+++ Texte à lire +++

De ce cas, finalement, il ressortirait d’une autre catégorie, celle des marchands qui perpétuent, en le modulant en fonction du contexte, un système atlantique bien rodé. Là encore, un recensement complet serait le bienvenu, sans doute des noms apparaîtraient qui ont échappé jusque-là au travail des historiens. Ferdinand Rozier peut servir ici, rapidement, de guide[41]. Issu de la bourgeoisie marchande nantaise, Rozier est envoyé aux États-Unis par son père en 1806, en compagnie de Jean-Jacques Audubon, avec qui il est associé pour exploiter de chimériques mines de plomb autour de Philadelphie ou, en cas d’échec, se tourner vers toute autre occasion commerciale. Les deux jeunes hommes sont donc partis vers l’Ouest, ouvrant boutique à Louisville puis à Shippingsport dans le Kentucky, avant de poursuivre jusqu’à Sainte-Geneviève en 1810. Là, leurs destins divergent dès 1811. Audubon brise l’association et vogue vers son propre destin, tandis que Rozier s’établit comme marchand et épouse Constance Roy. Celle-ci est apparentée aux Vallé, d’une part, et est la nièce d’Ursule Barbeau, d’autre part, ce qui fait de Rozier un membre du réseau créole le plus important de la place et un cousin d’Eugène Guibourd, fils de Jacques, l’émigré des années 1790. Cette sorte de fusion des élites francophones joue à plein à la génération suivante également puisque Ferdinand Rozier et Constance Roy, qui ont eu dix enfants, ont marié six de leurs garçons à des Créoles, Vallé en ligne directe ou cousines des Vallé. Deux autres garçons (l’aîné et le plus jeune) ont épousé, eux, des Anglo-Américaines, tandis que les deux filles se sont unies pour l’une à un Allemand, dans un mariage auquel ses parents se sont opposés et qui a mal fini ; et pour l’autre à Charles Hertich, fils de Mecalite Villars, une Créole, et de Joseph Hertich, un Suisse qui était arrivé aux États-Unis en 1796 et à Sainte-Geneviève autour de 1810. Il faut y voir la spécificité de la migration française dans le Missouri : elle peut investir des réseaux de parenté (réelle ou spirituelle, car les structures de parrainage recoupent celles des mariages) anciennement francophones, créoles, français ou bien suisses, tout en jouant à la marge sur l’alliance avec les vrais nouveaux venus, ces Anglo-Américains jamais majoritaires à Sainte-Geneviève avant la guerre de Sécession mais qui, ailleurs, font valoir rapidement leur domination dans le processus de peuplement.

+++

• [Consigne a]
Répondez aux questions suivantes d'après le texte à lire.
(i) En quelle année le père de Ferdinand Rozier l'envoie-t-il aux États-Unis ?
(ii) Qui Rozier épouse-t-il à Sainte-Geneviève ?
(iii) Combien d'enfants Ferdinand Rozier et son épouse ont-ils eus ?

+++ Données fournies +++

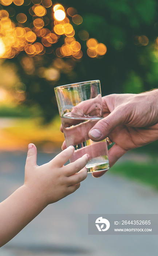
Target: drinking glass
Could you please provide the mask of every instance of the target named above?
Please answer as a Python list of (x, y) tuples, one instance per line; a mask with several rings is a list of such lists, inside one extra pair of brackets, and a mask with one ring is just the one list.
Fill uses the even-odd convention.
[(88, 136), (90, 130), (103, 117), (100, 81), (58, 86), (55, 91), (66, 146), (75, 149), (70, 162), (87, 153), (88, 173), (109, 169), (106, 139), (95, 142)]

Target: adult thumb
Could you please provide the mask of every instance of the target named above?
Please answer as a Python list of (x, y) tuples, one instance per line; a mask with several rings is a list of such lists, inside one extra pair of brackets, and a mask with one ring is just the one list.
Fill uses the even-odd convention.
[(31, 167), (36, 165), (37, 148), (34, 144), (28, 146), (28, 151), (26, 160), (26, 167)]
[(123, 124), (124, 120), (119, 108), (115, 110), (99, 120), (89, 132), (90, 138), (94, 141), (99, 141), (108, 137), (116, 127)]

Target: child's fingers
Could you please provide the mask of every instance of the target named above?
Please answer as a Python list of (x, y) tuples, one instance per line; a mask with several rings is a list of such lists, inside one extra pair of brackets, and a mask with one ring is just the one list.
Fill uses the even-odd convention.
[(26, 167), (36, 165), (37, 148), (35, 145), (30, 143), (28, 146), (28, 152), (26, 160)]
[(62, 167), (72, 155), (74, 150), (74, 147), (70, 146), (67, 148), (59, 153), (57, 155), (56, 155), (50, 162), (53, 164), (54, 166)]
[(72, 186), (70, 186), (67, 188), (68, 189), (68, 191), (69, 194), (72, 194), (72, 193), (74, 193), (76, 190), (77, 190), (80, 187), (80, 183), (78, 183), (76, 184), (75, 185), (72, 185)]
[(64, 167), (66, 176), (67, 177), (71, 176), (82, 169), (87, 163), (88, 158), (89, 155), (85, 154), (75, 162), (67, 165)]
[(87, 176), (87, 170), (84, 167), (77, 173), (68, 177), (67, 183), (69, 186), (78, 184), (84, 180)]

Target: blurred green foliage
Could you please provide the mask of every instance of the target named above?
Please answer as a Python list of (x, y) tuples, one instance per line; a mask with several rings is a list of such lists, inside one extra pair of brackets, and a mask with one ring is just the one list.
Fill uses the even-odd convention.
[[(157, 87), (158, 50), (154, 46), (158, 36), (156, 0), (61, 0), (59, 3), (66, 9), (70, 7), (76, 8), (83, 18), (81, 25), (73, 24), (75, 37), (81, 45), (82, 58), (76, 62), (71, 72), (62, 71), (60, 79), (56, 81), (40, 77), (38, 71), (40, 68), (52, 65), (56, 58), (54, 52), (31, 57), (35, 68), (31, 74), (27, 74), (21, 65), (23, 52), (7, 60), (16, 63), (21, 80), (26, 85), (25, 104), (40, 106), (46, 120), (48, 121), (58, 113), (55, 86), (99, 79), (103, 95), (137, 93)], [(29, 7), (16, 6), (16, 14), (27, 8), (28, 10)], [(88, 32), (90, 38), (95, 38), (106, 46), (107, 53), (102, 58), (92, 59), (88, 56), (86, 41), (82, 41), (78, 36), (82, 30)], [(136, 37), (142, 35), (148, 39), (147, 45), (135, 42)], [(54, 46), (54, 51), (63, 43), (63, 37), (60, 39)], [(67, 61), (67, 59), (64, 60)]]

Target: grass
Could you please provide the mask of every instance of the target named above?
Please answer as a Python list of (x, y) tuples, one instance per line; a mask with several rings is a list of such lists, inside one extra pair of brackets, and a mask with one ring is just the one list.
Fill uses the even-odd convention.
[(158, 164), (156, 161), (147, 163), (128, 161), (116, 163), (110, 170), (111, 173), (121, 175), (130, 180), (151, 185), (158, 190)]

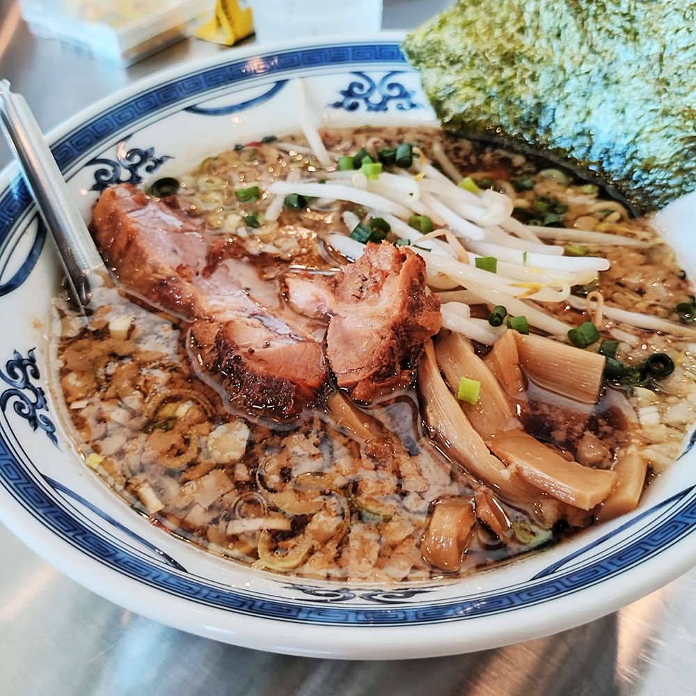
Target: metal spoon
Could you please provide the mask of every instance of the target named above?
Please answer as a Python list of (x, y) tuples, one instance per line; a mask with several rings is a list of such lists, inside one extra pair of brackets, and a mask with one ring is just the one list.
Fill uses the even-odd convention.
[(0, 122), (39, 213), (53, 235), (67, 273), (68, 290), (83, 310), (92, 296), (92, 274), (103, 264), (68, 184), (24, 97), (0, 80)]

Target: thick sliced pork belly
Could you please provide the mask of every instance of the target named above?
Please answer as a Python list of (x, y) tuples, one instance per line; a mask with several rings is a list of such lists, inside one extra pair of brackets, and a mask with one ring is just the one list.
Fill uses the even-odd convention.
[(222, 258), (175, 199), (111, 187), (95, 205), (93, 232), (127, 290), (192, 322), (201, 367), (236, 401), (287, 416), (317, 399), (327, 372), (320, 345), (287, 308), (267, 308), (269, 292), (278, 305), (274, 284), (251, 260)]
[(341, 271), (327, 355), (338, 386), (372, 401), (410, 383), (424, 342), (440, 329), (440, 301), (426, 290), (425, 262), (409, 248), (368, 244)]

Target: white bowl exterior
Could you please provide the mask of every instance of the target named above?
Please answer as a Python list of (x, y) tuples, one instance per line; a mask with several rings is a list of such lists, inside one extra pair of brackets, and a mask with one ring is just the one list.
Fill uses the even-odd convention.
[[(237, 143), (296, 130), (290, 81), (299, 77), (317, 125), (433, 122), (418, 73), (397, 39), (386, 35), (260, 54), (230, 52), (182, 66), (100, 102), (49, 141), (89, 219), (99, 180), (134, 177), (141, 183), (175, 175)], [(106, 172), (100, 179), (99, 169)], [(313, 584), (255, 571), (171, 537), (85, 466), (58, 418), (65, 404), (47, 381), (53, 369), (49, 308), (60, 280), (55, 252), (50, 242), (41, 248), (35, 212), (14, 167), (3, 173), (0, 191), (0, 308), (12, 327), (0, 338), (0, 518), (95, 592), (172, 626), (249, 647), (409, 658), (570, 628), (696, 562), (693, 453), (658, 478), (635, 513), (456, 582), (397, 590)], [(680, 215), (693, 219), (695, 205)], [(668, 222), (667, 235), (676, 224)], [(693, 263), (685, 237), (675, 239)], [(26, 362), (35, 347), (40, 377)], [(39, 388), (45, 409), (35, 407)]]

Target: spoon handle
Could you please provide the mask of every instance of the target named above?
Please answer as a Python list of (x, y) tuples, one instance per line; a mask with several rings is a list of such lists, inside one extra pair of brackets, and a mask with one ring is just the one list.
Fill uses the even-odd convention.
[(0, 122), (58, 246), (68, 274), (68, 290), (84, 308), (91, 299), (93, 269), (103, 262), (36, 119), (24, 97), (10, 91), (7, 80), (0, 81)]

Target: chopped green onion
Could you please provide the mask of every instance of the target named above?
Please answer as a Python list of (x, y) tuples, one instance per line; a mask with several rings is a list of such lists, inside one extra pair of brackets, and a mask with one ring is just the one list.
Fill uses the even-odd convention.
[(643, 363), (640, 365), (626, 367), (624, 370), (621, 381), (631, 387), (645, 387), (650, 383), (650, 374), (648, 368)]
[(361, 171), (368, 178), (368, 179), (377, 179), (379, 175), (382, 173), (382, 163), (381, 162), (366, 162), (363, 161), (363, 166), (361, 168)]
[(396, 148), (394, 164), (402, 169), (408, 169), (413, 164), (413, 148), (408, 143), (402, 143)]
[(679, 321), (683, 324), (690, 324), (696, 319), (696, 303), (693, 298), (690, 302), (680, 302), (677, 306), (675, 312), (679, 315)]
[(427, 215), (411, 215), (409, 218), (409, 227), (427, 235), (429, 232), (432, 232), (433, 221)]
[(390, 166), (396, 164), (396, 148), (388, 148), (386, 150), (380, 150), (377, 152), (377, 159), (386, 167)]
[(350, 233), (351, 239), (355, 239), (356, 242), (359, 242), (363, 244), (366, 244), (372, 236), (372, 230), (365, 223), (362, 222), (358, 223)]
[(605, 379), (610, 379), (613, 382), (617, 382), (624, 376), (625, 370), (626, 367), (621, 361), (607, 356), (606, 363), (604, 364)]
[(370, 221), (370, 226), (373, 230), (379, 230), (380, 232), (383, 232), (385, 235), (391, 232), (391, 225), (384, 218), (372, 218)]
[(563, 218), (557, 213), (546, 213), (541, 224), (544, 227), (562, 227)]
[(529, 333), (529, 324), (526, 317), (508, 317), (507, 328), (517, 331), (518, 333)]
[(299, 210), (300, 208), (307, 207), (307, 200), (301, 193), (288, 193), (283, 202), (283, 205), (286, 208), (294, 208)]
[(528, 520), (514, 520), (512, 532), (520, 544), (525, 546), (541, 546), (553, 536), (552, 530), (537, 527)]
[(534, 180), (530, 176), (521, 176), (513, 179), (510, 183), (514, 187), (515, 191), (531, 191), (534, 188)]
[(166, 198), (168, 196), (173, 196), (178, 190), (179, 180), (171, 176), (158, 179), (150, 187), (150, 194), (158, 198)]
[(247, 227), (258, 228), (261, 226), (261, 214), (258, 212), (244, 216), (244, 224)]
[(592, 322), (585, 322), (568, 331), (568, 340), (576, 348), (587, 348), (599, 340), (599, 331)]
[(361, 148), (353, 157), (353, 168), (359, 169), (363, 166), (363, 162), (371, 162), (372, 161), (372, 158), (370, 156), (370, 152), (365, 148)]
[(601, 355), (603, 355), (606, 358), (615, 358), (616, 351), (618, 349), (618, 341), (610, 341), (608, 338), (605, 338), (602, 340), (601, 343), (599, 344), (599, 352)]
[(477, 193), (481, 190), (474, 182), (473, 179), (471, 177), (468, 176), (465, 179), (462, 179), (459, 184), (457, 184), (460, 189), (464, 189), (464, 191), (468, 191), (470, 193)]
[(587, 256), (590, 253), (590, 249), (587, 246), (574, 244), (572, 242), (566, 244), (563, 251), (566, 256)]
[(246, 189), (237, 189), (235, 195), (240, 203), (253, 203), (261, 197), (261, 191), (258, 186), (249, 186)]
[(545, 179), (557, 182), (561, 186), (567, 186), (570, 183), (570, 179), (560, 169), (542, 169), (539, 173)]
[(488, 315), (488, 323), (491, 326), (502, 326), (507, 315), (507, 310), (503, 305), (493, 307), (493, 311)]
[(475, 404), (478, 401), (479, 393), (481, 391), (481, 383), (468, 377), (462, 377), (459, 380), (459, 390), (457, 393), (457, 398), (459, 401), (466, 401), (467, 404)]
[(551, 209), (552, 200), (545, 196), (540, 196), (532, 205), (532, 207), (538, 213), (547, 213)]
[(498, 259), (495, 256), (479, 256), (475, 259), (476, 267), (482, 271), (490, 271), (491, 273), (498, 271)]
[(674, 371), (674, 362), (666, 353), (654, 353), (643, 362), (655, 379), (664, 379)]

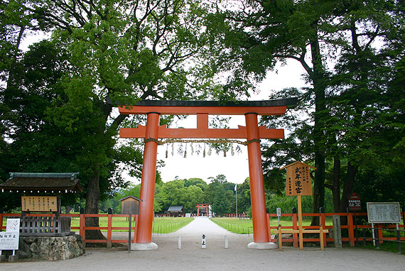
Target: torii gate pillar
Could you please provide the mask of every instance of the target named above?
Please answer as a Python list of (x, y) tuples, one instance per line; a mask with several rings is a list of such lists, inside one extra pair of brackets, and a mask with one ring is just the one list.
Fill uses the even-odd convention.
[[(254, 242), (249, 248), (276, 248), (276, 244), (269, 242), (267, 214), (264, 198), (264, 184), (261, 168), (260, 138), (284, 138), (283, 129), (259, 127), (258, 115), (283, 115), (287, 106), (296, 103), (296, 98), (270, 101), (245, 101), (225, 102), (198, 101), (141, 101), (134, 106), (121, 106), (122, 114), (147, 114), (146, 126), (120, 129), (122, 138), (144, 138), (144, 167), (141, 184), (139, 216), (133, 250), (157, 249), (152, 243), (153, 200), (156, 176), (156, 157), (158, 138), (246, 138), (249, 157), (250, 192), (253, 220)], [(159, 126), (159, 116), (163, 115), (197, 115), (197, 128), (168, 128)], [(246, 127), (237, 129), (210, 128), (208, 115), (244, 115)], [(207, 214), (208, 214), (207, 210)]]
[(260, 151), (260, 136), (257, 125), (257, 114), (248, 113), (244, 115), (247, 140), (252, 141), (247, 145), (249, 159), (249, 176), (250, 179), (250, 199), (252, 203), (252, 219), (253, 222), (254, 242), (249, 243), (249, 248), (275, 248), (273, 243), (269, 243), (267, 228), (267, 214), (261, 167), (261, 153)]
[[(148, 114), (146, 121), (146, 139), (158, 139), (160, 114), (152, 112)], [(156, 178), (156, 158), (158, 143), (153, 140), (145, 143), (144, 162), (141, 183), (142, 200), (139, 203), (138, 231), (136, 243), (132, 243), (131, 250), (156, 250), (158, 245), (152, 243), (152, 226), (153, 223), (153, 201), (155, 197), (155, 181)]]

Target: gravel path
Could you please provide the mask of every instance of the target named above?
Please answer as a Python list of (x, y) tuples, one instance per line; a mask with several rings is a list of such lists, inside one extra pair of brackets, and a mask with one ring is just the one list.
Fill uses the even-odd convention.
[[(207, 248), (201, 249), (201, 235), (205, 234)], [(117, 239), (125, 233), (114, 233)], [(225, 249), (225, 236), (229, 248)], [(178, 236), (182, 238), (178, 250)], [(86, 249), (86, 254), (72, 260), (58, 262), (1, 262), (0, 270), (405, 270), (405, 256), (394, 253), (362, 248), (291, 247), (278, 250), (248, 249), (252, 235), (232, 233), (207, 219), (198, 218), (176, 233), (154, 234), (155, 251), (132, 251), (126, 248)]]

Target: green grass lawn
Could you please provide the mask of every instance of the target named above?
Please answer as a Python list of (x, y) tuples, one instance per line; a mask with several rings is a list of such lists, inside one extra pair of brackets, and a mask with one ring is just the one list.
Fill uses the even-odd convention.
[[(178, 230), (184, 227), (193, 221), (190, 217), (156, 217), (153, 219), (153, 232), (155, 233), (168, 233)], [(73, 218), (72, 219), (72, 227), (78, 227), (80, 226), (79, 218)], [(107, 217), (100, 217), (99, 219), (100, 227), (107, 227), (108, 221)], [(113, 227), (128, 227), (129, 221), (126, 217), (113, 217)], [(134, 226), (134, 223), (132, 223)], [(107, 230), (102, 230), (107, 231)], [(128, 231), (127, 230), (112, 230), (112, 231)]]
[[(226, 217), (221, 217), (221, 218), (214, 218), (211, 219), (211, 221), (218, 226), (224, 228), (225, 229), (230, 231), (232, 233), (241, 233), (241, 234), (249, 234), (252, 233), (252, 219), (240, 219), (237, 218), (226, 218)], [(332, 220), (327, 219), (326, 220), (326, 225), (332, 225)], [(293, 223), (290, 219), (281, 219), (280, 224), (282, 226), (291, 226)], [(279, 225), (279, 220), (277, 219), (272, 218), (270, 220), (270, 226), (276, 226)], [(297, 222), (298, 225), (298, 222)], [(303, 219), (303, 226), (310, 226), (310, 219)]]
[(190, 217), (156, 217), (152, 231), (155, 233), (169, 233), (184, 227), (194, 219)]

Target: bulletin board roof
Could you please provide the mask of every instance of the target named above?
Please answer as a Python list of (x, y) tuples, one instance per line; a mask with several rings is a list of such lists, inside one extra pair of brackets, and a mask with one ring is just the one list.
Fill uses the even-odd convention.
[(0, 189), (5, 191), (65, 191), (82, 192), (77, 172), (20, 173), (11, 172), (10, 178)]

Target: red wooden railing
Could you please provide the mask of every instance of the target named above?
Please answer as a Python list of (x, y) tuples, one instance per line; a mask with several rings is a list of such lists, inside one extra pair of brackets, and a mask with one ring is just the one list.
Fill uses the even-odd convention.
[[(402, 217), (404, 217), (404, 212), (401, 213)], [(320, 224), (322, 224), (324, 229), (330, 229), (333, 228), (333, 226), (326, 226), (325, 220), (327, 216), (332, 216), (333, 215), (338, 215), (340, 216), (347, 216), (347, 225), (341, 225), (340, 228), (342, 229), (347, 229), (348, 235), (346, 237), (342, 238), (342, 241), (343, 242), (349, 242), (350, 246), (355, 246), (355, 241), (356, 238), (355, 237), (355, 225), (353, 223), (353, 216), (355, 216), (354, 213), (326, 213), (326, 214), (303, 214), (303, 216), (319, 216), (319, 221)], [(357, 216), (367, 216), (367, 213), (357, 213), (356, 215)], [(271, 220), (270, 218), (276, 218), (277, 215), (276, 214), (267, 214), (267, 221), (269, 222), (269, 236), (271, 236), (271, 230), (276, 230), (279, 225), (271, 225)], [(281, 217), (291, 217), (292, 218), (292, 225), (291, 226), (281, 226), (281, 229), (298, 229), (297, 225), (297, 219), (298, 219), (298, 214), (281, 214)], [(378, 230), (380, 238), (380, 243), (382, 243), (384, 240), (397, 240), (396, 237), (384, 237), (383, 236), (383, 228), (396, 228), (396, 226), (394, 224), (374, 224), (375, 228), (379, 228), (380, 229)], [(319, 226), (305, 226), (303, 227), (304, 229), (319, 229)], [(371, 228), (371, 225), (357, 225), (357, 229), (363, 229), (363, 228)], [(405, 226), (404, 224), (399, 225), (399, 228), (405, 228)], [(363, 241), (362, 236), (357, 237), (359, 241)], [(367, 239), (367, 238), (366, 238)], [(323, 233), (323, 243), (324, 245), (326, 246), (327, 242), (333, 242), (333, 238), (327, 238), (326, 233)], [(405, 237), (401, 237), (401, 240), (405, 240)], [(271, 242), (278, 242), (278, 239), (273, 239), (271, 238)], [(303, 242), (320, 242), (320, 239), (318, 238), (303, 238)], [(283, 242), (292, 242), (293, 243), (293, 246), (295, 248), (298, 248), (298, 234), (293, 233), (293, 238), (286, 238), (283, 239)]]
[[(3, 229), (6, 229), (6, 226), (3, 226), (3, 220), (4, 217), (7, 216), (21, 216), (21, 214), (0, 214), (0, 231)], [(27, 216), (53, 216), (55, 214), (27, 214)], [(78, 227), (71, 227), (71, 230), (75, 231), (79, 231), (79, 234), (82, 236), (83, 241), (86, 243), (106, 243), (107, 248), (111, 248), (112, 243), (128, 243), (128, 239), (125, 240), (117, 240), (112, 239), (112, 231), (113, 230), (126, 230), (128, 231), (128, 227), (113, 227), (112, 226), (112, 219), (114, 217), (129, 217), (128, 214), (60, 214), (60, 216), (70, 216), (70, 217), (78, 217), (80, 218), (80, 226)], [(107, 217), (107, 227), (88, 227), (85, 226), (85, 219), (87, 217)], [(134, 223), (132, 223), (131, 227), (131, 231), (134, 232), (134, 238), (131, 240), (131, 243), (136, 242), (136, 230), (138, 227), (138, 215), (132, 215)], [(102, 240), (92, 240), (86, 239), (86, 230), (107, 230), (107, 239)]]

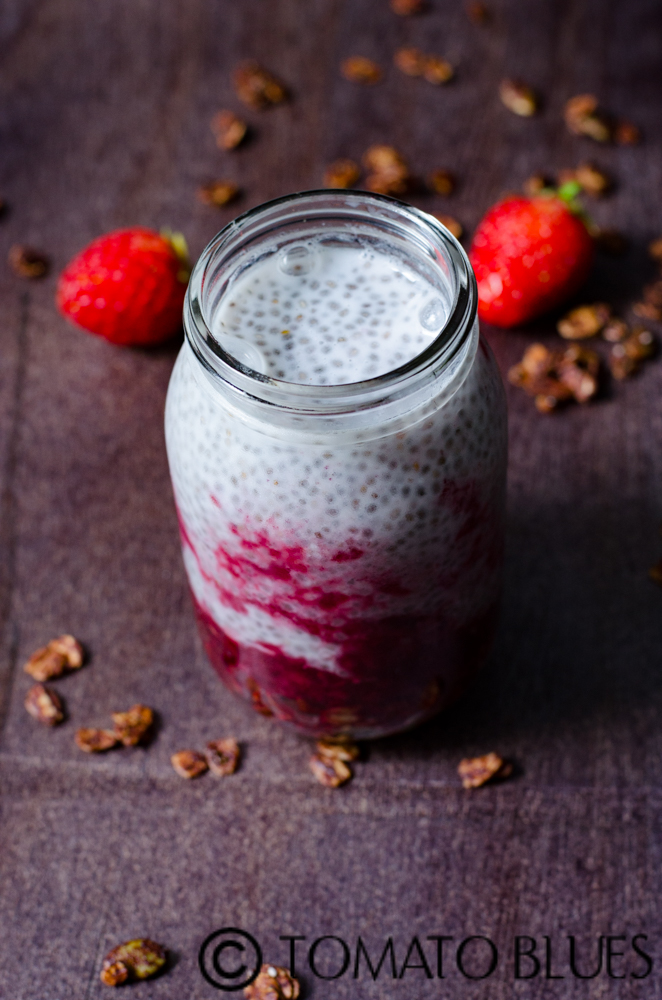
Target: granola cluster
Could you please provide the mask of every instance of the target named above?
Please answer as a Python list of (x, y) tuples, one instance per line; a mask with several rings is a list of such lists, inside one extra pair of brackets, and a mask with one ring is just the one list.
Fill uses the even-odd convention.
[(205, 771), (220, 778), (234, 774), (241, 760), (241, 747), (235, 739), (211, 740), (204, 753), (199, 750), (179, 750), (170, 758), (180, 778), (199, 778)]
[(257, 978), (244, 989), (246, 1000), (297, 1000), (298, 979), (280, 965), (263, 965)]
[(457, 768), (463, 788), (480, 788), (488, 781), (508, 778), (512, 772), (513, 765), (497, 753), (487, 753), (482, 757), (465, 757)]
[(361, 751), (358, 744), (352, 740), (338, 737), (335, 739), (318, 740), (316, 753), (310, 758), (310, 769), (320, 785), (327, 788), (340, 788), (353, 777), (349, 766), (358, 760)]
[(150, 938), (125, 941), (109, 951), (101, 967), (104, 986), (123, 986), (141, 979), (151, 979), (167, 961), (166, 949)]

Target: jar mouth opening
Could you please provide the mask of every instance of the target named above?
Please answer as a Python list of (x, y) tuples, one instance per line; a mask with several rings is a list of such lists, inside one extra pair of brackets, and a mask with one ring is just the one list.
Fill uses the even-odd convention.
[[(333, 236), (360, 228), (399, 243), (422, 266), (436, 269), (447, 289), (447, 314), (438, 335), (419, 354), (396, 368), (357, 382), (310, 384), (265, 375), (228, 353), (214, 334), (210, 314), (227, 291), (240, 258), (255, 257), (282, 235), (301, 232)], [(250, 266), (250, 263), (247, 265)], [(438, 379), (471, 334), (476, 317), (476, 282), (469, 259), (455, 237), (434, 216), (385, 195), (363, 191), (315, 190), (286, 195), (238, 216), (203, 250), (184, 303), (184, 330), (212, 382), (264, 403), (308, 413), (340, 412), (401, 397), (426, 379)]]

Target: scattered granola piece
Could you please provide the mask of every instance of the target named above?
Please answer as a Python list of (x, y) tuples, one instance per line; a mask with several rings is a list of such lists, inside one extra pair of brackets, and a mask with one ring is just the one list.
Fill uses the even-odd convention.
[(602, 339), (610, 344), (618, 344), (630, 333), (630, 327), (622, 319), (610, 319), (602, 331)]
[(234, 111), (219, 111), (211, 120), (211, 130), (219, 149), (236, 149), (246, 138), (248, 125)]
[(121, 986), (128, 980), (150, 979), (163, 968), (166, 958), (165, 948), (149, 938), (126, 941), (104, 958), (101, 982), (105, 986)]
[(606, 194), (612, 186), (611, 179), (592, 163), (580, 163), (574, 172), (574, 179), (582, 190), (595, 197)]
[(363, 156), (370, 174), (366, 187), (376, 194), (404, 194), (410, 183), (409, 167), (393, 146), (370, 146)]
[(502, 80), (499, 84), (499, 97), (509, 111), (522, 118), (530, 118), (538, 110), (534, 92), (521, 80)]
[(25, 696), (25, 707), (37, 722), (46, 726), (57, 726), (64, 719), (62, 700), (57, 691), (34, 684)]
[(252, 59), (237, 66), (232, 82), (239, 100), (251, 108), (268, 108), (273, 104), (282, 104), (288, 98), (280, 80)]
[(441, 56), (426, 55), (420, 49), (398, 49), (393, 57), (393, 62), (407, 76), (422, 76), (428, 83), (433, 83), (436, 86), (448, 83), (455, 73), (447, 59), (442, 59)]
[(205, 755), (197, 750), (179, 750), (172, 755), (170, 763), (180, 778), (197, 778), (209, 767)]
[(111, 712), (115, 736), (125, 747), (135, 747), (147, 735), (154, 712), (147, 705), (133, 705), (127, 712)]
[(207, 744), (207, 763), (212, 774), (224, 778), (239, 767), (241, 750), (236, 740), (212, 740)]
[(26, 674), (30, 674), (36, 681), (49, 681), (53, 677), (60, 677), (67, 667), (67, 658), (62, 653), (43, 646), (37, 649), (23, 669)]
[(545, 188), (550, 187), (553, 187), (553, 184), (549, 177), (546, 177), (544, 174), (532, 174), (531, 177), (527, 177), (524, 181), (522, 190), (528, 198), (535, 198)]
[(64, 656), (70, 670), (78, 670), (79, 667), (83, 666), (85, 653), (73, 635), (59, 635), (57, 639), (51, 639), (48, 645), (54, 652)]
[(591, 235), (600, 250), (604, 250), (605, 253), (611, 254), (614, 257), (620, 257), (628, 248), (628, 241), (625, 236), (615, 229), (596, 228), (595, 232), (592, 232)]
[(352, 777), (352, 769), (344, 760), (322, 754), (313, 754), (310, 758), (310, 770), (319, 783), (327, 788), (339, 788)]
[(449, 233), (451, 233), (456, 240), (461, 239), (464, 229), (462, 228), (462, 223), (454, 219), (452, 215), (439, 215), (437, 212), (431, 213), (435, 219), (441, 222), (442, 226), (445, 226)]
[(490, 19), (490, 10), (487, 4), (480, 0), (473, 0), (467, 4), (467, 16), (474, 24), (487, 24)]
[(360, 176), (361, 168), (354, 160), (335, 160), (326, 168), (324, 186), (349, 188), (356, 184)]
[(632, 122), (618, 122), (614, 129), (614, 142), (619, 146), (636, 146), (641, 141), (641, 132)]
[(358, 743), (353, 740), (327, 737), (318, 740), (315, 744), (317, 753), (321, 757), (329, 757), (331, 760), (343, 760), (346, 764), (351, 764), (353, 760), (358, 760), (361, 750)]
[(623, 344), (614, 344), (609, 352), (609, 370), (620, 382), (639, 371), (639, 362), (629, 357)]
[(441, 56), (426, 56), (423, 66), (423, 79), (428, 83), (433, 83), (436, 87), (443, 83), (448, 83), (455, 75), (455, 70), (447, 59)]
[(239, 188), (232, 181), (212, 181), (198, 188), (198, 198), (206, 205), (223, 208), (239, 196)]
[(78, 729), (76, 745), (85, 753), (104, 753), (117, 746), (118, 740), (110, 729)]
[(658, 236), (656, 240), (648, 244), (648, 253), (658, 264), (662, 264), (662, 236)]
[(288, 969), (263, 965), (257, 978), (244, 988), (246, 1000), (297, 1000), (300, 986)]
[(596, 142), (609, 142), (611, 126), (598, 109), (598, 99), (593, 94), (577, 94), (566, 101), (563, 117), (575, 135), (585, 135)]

+++

• [Consigne b] Extrayez sans modification la partie des entrées qui s'ouvre au début de celles-ci et se ferme sur la ligne contenant « 139), (95, 142)] », cette dernière incluse. Omettez les images dans votre réponse.

• [Réponse attendue a]
(i) En 1806.
(ii) Constance Roy.
(iii) Dix enfants.

• [Réponse attendue b]
Target: drinking glass
Could you please provide the mask of every instance of the target named above?
Please answer as a Python list of (x, y) tuples, one instance per line; a mask with several rings is a list of such lists, inside one extra pair of brackets, and a mask with one ring is just the one list.
Fill uses the even-odd convention.
[(88, 136), (90, 130), (103, 117), (100, 81), (58, 86), (55, 91), (66, 146), (75, 149), (70, 162), (87, 153), (88, 173), (109, 169), (106, 139), (95, 142)]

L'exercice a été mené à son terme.